*** Exercise passage Section Begins ***
AI/TLDR

HELM

Holistic, reproducible benchmarking for language and multimodal models

Overview

HELM (Holistic Evaluation of Language Models) is an open-source Python framework from the Center for Research on Foundation Models (CRFM) at Stanford. It runs standardized benchmarks against foundation models, including large language models and multimodal models, so results are reproducible and transparent.

It is aimed at researchers and engineers who need to compare models on more than a single accuracy number. HELM ships datasets and benchmarks in a common format (such as MMLU-Pro, GPQA, IFEval, and WildBench), reaches many model providers through one interface, and measures aspects like efficiency, bias, and toxicity alongside accuracy.

As a benchmark harness, HELM also includes a web UI for inspecting individual prompts and responses and public leaderboards for comparing models across benchmarks. Note that the project entered maintenance mode on June 1, 2026.

What it does

  • Standardized datasets and benchmarks including MMLU-Pro, GPQA, IFEval, and WildBench
  • Unified interface to models from many providers, such as OpenAI, Anthropic Claude, and Google Gemini
  • Metrics that go beyond accuracy to cover efficiency, bias, and toxicity
  • Built-in web UI (helm-server) for inspecting individual prompts and responses
  • Public leaderboards for comparing results across models and benchmarks, including HELM Capabilities, HELM Safety, and VHELM
  • Reproduces published evaluation results from HELM papers across domains like medicine and finance

Getting started

Install HELM from PyPI, then run a benchmark, summarize the results, and view them in the local web server.

Install the package

Install HELM from PyPI with pip.

bashbash
pip install crfm-helm

Run a benchmark

Run a benchmark entry against a model, choosing a suite name and capping the number of evaluation instances.

bashbash
helm-run --run-entries mmlu:subject=philosophy,model=openai/gpt2 --suite my-suite --max-eval-instances 10

Summarize the results

Aggregate the run output into summary results for your suite.

bashbash
helm-summarize --suite my-suite

View results in the browser

Start the web server, then open http://localhost:8000/ in your browser.

bashbash
helm-server --suite my-suite

Commands and code are distilled from the project's own documentation — always check the official repo for the latest.
*** Exercise passage Section Ends ***
*** Dataset excerpts Section Begins ***
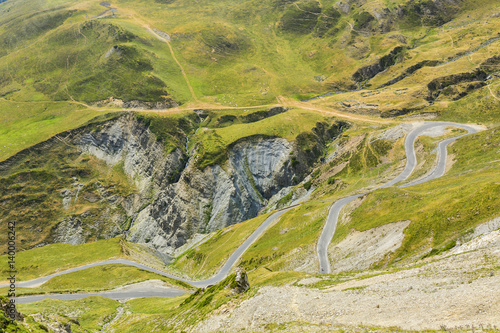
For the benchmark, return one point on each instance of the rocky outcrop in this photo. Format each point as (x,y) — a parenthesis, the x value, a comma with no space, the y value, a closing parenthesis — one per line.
(168,210)
(217,196)
(368,72)
(161,196)
(241,283)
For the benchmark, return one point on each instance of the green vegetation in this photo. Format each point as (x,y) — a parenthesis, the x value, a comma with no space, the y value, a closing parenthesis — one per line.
(86,314)
(31,191)
(179,312)
(208,258)
(215,142)
(292,238)
(100,278)
(442,210)
(48,259)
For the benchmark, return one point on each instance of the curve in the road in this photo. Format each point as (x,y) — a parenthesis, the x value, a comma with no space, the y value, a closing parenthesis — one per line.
(411,162)
(322,247)
(222,274)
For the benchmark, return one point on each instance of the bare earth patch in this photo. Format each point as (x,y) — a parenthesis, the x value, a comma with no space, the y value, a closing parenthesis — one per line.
(449,291)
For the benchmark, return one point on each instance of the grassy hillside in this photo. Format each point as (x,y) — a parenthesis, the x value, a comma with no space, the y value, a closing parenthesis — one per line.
(440,211)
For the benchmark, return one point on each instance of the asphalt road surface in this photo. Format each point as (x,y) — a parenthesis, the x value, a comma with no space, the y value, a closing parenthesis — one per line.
(411,162)
(324,241)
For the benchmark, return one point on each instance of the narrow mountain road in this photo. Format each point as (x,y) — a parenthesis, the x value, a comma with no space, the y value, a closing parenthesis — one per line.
(411,162)
(322,247)
(222,274)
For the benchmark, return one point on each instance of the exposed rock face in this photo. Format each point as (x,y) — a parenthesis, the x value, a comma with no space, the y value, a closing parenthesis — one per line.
(70,231)
(241,281)
(368,72)
(204,201)
(168,210)
(163,197)
(9,310)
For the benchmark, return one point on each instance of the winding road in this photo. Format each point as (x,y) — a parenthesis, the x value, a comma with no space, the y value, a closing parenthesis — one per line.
(411,163)
(139,292)
(322,246)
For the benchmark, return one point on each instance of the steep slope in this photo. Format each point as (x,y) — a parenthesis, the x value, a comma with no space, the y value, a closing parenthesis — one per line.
(131,175)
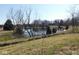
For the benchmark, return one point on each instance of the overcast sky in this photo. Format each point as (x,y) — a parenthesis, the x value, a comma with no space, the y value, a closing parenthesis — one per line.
(41,11)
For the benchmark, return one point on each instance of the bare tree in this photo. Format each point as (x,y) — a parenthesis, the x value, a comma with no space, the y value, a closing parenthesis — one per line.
(28,15)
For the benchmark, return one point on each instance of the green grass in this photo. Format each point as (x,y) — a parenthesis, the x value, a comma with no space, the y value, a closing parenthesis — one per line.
(59,44)
(5,36)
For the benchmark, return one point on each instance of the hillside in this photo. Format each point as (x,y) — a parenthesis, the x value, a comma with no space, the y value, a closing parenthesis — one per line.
(59,44)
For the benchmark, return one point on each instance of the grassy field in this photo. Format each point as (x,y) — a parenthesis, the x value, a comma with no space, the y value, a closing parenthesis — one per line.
(60,44)
(5,36)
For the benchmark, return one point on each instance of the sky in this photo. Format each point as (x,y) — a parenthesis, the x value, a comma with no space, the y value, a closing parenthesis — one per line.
(39,11)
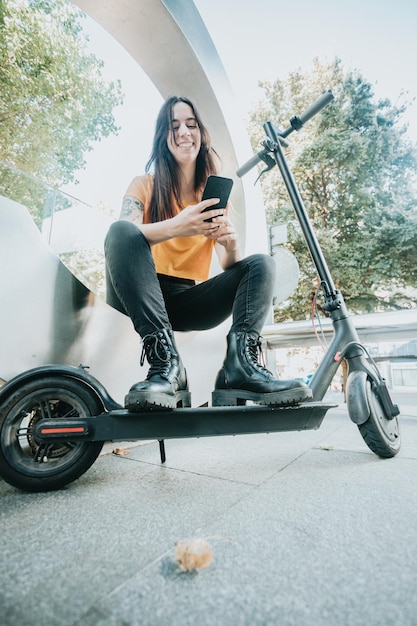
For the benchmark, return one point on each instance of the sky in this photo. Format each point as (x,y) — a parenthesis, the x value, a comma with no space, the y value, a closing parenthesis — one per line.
(257,40)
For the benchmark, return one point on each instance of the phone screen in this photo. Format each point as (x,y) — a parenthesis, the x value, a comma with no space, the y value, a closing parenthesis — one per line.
(217,187)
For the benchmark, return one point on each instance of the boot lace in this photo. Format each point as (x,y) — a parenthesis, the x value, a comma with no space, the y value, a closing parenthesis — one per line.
(156,349)
(255,353)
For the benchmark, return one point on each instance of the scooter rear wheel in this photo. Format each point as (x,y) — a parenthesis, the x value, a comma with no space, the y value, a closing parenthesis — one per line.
(381,435)
(29,464)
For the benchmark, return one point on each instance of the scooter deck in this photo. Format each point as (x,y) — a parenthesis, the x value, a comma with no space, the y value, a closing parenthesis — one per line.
(120,425)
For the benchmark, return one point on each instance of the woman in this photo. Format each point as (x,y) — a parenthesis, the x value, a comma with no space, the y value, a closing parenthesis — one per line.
(158,259)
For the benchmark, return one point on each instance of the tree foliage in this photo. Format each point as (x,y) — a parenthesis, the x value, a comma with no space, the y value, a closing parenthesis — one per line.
(54,101)
(356,171)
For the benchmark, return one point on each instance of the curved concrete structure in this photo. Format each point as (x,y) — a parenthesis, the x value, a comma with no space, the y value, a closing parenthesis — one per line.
(170,42)
(46,314)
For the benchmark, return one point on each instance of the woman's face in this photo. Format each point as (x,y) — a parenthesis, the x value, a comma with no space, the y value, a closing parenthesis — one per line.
(184,141)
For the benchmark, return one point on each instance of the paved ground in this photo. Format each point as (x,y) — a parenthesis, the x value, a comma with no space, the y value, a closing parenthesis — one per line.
(306,528)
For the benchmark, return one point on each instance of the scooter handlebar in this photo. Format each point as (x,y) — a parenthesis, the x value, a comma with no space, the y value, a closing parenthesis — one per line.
(246,167)
(296,123)
(321,102)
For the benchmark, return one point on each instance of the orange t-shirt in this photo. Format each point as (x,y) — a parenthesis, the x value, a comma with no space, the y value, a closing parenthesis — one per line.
(183,257)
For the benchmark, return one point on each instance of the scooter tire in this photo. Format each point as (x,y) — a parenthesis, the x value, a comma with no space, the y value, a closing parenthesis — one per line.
(30,465)
(381,435)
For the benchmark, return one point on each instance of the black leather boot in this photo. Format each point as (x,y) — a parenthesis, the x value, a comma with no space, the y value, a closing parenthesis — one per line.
(166,385)
(243,378)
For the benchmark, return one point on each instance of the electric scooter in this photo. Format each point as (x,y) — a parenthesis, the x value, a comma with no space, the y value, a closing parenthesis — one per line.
(55,419)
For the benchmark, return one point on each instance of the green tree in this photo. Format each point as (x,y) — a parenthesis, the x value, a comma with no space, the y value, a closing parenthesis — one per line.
(356,170)
(54,101)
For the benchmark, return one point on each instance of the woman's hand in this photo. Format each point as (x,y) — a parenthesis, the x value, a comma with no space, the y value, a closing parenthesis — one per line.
(225,235)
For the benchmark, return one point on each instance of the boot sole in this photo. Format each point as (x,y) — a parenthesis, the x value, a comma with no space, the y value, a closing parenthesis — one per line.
(144,401)
(238,397)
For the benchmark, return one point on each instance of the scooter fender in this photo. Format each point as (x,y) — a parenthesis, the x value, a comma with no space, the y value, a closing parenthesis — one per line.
(61,371)
(356,397)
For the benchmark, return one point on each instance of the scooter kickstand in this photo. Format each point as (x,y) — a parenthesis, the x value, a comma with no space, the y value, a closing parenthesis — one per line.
(162,450)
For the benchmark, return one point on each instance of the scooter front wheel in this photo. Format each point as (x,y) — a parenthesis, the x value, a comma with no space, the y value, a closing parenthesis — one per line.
(381,435)
(29,464)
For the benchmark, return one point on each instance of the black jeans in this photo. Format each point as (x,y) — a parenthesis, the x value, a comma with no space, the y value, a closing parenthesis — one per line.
(154,301)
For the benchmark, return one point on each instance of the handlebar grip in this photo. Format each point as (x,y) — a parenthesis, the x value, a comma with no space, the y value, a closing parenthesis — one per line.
(321,102)
(246,167)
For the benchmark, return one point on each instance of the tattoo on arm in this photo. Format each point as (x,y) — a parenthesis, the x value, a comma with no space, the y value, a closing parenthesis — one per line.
(132,210)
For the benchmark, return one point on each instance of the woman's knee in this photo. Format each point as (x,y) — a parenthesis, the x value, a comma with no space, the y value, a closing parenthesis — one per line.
(264,263)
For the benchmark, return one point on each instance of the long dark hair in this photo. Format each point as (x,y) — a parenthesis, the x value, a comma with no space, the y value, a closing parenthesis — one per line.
(167,185)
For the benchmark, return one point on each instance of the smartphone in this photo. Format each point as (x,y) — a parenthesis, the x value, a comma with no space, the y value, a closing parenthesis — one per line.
(217,187)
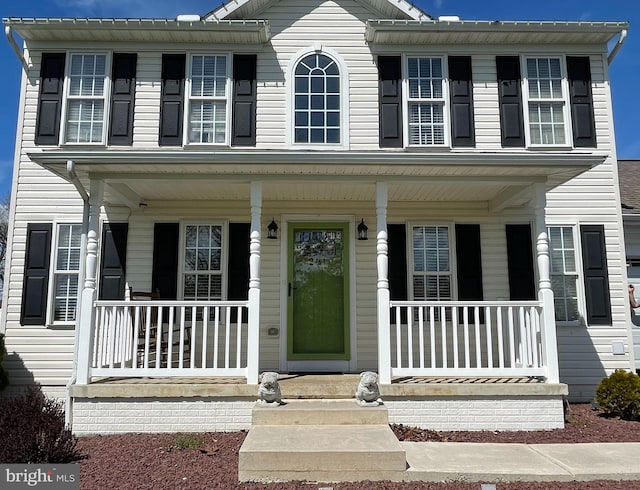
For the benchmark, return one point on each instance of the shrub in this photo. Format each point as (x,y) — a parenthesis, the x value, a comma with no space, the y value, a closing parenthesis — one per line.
(4,376)
(619,395)
(32,430)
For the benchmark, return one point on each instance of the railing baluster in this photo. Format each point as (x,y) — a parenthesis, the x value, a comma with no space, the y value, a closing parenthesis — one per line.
(216,344)
(239,336)
(476,318)
(421,334)
(500,337)
(398,337)
(192,349)
(454,334)
(489,339)
(410,338)
(432,334)
(205,333)
(443,331)
(467,348)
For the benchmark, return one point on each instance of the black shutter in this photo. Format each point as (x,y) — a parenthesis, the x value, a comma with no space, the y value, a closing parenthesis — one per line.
(123,91)
(510,100)
(390,100)
(172,99)
(238,268)
(579,75)
(36,274)
(50,103)
(520,263)
(165,260)
(244,100)
(469,263)
(397,255)
(596,275)
(113,261)
(461,91)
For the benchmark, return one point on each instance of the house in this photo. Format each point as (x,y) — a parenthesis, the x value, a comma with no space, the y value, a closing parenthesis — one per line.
(630,205)
(200,200)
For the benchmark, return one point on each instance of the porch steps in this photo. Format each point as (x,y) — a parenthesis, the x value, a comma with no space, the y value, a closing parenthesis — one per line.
(321,440)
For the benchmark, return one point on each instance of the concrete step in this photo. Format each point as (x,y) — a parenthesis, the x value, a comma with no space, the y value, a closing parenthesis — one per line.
(326,453)
(319,412)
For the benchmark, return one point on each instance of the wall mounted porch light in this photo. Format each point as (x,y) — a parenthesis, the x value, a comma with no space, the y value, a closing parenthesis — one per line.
(362,231)
(272,230)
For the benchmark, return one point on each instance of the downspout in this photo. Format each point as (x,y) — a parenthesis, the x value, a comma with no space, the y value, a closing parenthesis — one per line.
(9,33)
(616,48)
(73,177)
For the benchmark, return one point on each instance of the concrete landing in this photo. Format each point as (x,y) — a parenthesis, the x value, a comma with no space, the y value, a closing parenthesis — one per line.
(321,440)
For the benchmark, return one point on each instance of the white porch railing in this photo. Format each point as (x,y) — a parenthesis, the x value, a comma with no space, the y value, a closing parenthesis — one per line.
(170,338)
(465,338)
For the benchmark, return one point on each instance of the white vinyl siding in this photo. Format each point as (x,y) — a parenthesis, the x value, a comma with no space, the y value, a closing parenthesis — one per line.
(208,92)
(66,270)
(546,101)
(202,267)
(431,258)
(426,101)
(86,101)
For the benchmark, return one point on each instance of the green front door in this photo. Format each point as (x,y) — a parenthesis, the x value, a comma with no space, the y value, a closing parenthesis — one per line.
(318,311)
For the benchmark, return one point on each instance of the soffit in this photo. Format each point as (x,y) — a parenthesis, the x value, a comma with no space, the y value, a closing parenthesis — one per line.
(491,32)
(140,30)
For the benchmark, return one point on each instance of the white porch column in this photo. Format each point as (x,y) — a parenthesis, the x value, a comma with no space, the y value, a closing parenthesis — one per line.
(382,247)
(545,293)
(87,310)
(253,336)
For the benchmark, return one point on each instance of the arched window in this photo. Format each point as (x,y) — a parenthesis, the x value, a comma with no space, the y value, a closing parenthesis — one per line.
(317,100)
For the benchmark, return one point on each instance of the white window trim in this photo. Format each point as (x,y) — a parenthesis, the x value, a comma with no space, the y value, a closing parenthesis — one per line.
(107,98)
(55,236)
(566,111)
(344,100)
(452,258)
(224,256)
(188,99)
(582,305)
(446,103)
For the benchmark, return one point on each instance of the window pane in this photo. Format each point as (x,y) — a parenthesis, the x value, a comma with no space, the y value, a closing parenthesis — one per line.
(318,75)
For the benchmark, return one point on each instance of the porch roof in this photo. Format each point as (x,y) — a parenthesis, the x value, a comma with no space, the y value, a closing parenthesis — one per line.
(500,179)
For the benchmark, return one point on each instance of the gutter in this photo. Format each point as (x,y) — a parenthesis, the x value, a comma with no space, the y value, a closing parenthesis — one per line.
(73,177)
(9,33)
(616,48)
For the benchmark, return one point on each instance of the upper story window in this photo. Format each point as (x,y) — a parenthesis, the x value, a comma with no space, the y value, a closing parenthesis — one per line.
(208,99)
(432,275)
(426,101)
(547,104)
(317,100)
(86,99)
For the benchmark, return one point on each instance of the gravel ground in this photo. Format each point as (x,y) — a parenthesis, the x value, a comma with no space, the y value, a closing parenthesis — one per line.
(153,461)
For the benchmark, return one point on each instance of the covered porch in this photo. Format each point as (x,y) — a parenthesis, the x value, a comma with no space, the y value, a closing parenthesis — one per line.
(134,338)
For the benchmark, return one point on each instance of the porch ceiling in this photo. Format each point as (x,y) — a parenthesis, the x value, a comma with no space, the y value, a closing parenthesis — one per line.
(497,179)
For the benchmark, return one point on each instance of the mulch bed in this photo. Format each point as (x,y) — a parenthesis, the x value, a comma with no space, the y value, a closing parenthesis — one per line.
(164,461)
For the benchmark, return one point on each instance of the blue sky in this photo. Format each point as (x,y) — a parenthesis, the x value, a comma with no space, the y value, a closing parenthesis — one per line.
(624,70)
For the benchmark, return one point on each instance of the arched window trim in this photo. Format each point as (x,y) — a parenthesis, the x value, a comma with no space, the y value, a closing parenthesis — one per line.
(344,98)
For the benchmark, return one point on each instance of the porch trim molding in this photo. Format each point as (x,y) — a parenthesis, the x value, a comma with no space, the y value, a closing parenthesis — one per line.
(545,293)
(87,310)
(383,299)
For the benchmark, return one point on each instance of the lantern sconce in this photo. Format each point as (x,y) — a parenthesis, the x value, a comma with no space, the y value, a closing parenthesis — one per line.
(362,231)
(272,230)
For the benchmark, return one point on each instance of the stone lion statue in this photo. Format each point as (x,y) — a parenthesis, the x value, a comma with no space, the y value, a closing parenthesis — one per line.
(368,393)
(269,389)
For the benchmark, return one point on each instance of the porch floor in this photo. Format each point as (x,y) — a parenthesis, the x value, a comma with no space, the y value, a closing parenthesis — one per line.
(296,385)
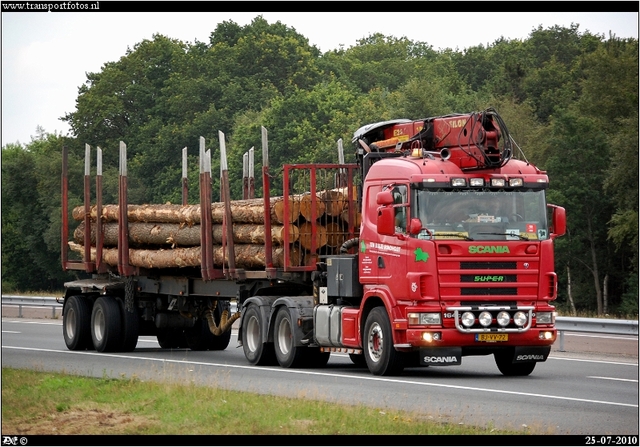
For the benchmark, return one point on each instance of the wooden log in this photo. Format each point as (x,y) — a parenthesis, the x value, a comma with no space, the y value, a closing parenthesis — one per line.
(176,235)
(294,210)
(249,211)
(344,216)
(306,204)
(335,200)
(248,257)
(336,235)
(305,229)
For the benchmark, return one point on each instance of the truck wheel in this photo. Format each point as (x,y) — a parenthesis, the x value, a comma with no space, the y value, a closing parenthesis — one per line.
(106,325)
(256,350)
(288,355)
(76,323)
(130,329)
(381,357)
(505,364)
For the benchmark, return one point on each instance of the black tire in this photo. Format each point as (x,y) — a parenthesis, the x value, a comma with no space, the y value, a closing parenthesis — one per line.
(288,354)
(106,325)
(76,323)
(381,357)
(504,362)
(171,338)
(358,359)
(256,350)
(130,328)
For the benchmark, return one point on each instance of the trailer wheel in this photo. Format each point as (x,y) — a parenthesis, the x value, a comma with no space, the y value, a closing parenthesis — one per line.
(381,357)
(106,325)
(76,323)
(130,329)
(256,350)
(288,355)
(504,361)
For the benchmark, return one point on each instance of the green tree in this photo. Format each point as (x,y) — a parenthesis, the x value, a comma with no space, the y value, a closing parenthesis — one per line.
(577,173)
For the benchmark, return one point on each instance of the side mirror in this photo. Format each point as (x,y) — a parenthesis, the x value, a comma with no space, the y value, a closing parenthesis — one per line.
(386,220)
(384,198)
(558,221)
(415,226)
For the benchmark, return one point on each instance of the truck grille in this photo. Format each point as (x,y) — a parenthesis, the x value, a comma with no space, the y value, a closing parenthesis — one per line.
(515,278)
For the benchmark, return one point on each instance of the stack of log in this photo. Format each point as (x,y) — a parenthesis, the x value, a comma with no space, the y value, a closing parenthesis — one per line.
(168,236)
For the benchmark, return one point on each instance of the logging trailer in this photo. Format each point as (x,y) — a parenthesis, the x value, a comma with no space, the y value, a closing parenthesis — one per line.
(436,244)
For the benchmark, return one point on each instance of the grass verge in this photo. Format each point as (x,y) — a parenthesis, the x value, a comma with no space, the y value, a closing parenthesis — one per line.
(45,403)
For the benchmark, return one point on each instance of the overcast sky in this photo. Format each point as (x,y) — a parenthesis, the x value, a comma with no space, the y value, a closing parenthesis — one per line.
(45,56)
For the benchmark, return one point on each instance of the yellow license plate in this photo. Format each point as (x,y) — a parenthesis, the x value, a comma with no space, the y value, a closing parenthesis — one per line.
(492,337)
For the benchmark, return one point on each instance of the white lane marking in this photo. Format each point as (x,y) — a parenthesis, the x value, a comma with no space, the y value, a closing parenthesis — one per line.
(345,376)
(611,337)
(613,378)
(594,361)
(58,323)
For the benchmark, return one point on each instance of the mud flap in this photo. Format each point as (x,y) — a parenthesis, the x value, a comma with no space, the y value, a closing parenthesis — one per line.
(441,356)
(526,354)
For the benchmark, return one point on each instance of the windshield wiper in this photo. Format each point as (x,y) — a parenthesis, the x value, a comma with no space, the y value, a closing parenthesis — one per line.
(518,235)
(452,233)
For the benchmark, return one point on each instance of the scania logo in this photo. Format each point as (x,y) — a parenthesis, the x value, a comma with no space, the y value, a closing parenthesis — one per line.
(530,357)
(447,359)
(474,249)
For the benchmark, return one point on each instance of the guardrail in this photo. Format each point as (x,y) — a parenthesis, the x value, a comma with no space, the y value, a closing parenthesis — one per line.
(563,324)
(32,301)
(594,326)
(44,301)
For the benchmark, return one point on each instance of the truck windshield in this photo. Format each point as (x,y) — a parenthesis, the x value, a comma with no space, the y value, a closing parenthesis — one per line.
(480,214)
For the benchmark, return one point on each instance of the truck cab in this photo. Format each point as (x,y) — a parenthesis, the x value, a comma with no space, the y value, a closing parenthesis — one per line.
(459,257)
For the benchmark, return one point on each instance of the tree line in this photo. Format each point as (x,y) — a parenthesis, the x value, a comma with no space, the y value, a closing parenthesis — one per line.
(569,98)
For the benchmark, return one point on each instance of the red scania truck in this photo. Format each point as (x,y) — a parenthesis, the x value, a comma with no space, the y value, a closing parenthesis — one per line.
(446,251)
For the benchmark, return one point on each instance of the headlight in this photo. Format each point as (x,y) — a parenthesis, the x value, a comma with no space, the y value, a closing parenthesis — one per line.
(520,319)
(545,317)
(416,318)
(503,318)
(485,318)
(468,319)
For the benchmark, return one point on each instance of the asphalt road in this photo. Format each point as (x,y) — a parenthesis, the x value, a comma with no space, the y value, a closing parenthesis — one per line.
(590,388)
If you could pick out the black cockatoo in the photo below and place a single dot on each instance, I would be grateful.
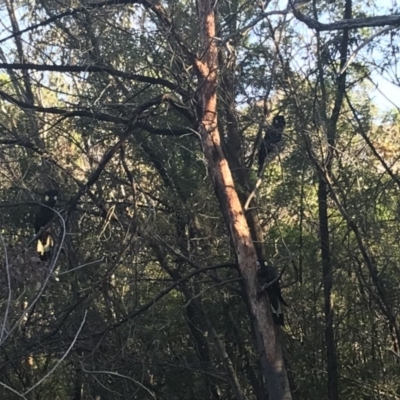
*** Dataset excerpts Section Ends ***
What to produce:
Pick up the HELM page after its final sentence and write what would come next.

Exercise response:
When to use it

  • Benchmark a new model against standard datasets like MMLU-Pro or GPQA in a reproducible way
  • Compare models from different providers through one interface without writing provider-specific glue
  • Measure non-accuracy aspects such as efficiency, bias, and toxicity for a model release
  • Reproduce published leaderboard results from HELM papers for research or auditing

How HELM compares

HELM alongside other open-source benchmark harnesses tools AI/TLDR tracks, ranked by GitHub stars.

ToolStarsWhat it does
LM Evaluation Harness★ 13kEleutherAI's framework for few-shot evaluation of language models across 60+ academic benchmarks, used as the backend for many leaderboards.
OpenCompass★ 7.1kAn LLM evaluation platform that runs models against 100+ datasets covering reasoning, knowledge, coding, and domain tasks, with leaderboards and multi-model support.
SWE-bench★ 5.2kA benchmark and containerized harness that tests whether language models can resolve real GitHub issues by generating patches that pass a repository's tests.
simple-evals★ 4.5kOpenAI's lightweight library for running standard zero-shot, chain-of-thought benchmarks like MMLU, MATH, and GPQA to measure model accuracy.
lmms-eval★ 4.2kAn evaluation suite for large multimodal models that runs image, video, and audio benchmarks across many tasks with a unified, reproducible interface.
AgentBench★ 3.5kA benchmark that evaluates LLMs as agents across diverse interactive environments such as operating systems, databases, web browsing, and games.
HELM★ 2.8kHolistic, reproducible benchmarking for language and multimodal models
LightEval★ 2.5kHugging Face's toolkit for evaluating LLMs on standard benchmarks across multiple inference backends, with custom task and metric definitions.